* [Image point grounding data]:
───
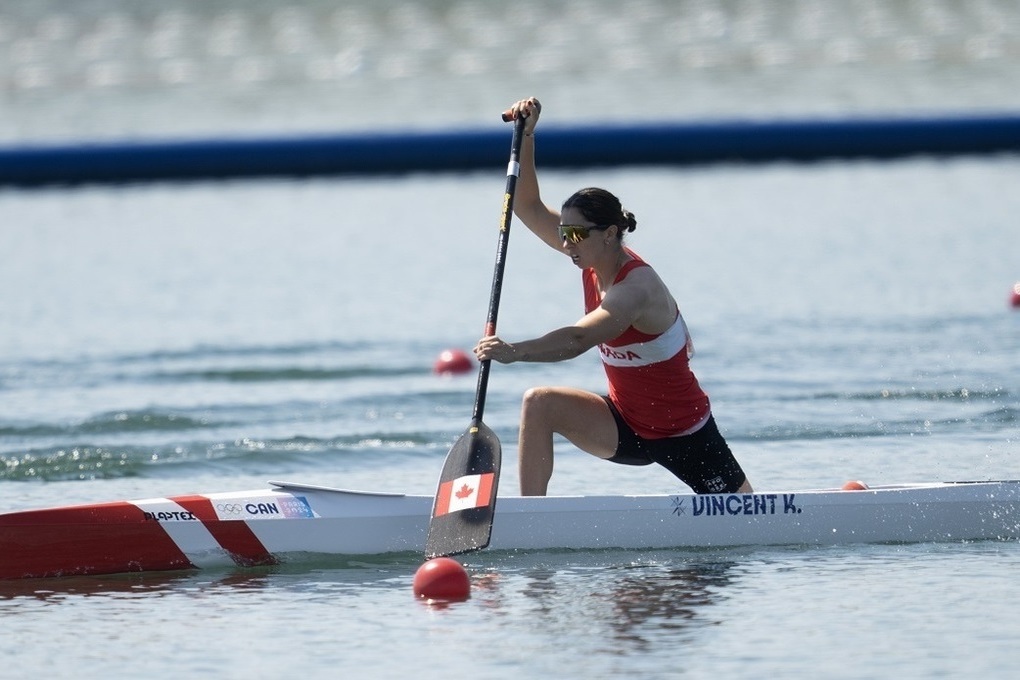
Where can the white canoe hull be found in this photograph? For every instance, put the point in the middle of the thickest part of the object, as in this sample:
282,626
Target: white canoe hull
290,522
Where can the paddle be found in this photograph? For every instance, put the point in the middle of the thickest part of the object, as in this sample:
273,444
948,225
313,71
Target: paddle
465,501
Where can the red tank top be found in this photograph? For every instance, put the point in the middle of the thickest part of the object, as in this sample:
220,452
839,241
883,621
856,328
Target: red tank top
650,378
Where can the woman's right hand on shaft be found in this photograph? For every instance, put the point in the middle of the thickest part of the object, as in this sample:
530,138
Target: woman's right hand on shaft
529,109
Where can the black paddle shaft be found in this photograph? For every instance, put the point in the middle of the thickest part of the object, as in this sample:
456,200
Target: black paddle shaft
513,170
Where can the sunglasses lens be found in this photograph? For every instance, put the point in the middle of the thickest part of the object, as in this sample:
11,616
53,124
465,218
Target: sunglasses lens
573,234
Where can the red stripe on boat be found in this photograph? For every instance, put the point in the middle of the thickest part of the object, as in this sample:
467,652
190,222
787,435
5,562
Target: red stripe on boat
102,538
235,536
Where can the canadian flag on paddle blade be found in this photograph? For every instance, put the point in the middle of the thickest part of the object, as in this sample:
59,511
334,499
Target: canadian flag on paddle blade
464,492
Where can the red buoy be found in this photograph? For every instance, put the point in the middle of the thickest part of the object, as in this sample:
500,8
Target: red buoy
452,362
442,578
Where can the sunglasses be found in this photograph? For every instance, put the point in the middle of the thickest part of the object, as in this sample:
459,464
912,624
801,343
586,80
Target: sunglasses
575,233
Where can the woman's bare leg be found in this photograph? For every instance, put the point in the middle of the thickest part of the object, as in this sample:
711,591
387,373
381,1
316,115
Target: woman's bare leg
581,417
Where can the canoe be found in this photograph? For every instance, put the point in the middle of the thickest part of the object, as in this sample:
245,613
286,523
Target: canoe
289,522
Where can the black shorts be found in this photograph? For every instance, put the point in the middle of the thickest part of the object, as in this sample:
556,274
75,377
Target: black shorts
701,460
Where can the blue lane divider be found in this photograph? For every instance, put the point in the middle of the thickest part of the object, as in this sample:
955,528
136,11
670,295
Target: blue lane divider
458,151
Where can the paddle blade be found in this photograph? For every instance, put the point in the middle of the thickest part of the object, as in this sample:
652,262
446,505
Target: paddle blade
465,501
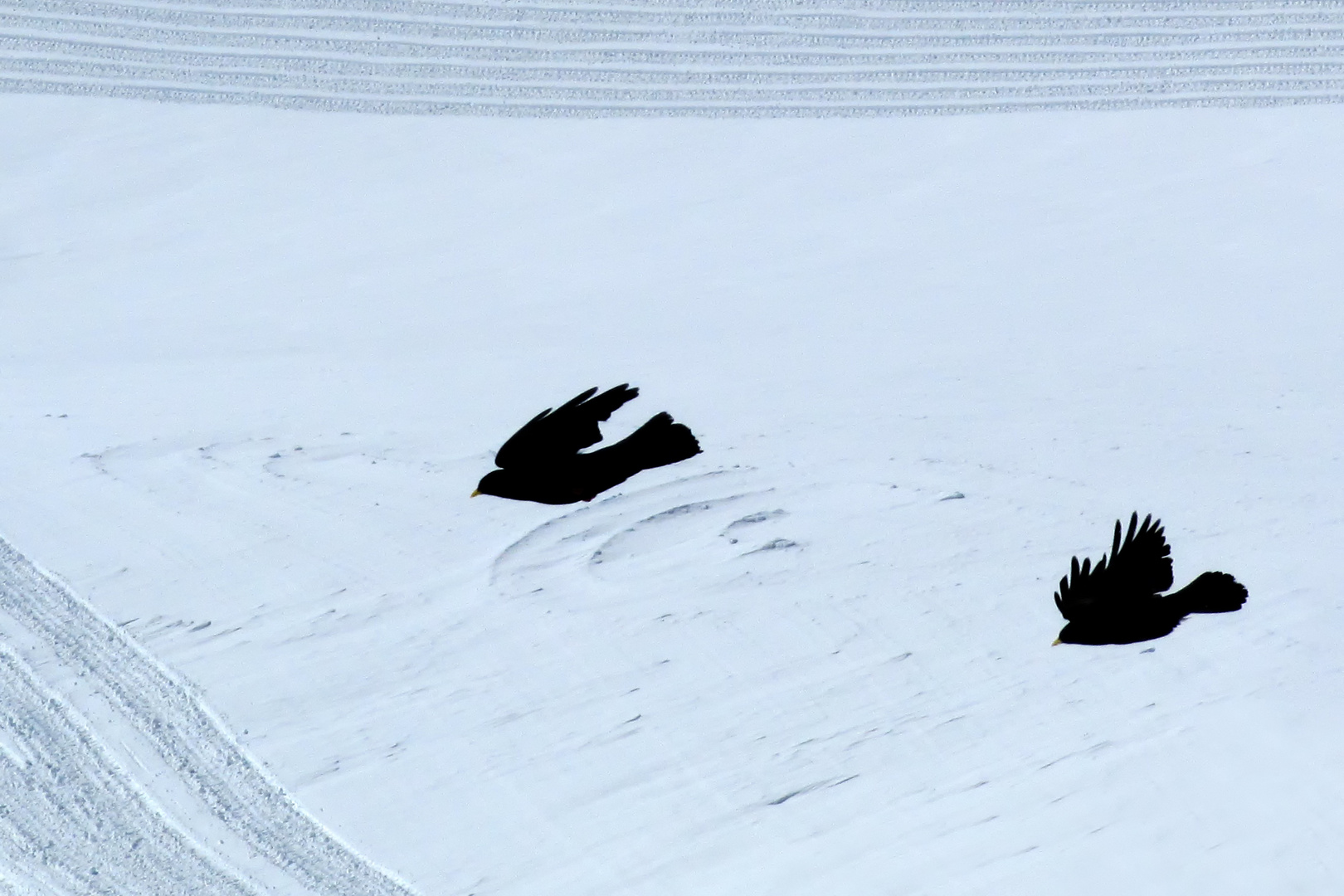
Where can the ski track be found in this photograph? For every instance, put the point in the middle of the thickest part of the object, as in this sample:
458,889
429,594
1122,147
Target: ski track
116,778
694,58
───
* [YOUR GOAL]:
After dropping every picture, transcribe each entry exactly.

* [WRITTEN SOLUTION]:
Where can the white canoe hull be found in this photograph? For every instance, put the point in the middle of the thickest part of the object, as in this sample:
282,626
Target: white canoe hull
290,522
Where can the paddle be found in this photograph? For every instance, put the point in the middle of the thickest part of the object, as in this sample:
273,444
948,225
313,71
Target: paddle
465,501
Where can the red tank top be found in this photograph? For every instance, put the point in the middle of the thickest part of the object, as in this sample:
220,452
839,241
883,621
856,328
Target: red tank top
650,378
Where can the woman's right hand on shaft be found in this photograph? For every instance, put the point in the middle of the thickest part of the object, as in this sample:
530,138
Target: woman's right hand on shaft
529,109
Where can the black paddle shaft be found in this photograph? For every instance, put the point in the middle of the thickest part of the object, as in this sample:
456,200
Target: black paddle shaft
513,170
Where can the sunglasses lens be found in this photograph? For every instance, put the point in the middle of the thickest part of the object, as in this sample:
11,616
53,124
465,218
Target: sunglasses lens
573,234
Where can the red stripe on boat be found in this photograph? For every instance, put the point in the middle of the thickest part of the object, as in this sample:
467,652
190,222
787,435
5,562
Target: red stripe on boat
102,538
235,536
Where can the canadian flag on paddle blade be found in this photograph? For every instance, put the point in the middle of the thickest part of the object, as in this sample:
59,511
334,499
Target: canadian flag on paddle blade
464,492
Where can the red buoy be found in this photograph? For every instance, put the point in the middle of the thickest part of the object, as in this sample:
500,8
Target: red buoy
452,362
442,578
Where can the sunglasses be found in this photograph? For every instance, put the point in the middle of the thickest part of the object, as in this sample:
459,464
912,624
801,343
586,80
Target: sunglasses
575,233
Where can the woman's bare leg be found in this photograph? For every instance, put the point in the middle of the thickest part of the object, as in this sample:
711,591
387,373
381,1
316,115
Target: woman's bare leg
581,417
Where can the canoe be found in this photograph? For every instance, put the point in the middle of the thickest part of the object, as in this sample:
245,613
286,523
Target: canoe
289,522
Where can the black shorts be found in this photograph? For every instance, put the point in the middle of the thickest part of the object, as in this sample:
556,274
75,377
Target: black shorts
701,460
Where can the blue lane divider be found in this photograph? For every instance, put the point in the middle of the thickest part of the object, as in this sample:
955,528
136,11
670,295
Target: blue lane divider
458,151
Where can the paddle blade be found in this photograph? For every instance, put the point in the middle of the thickest part of the object, as in this sample:
652,262
446,505
Target: paddle blade
465,501
Where can the ski track be found in this photograph? For every instance, put the point in the middle of the thickest part of the object, as in this sample:
458,889
429,594
1122,147
Target: ski track
116,778
694,58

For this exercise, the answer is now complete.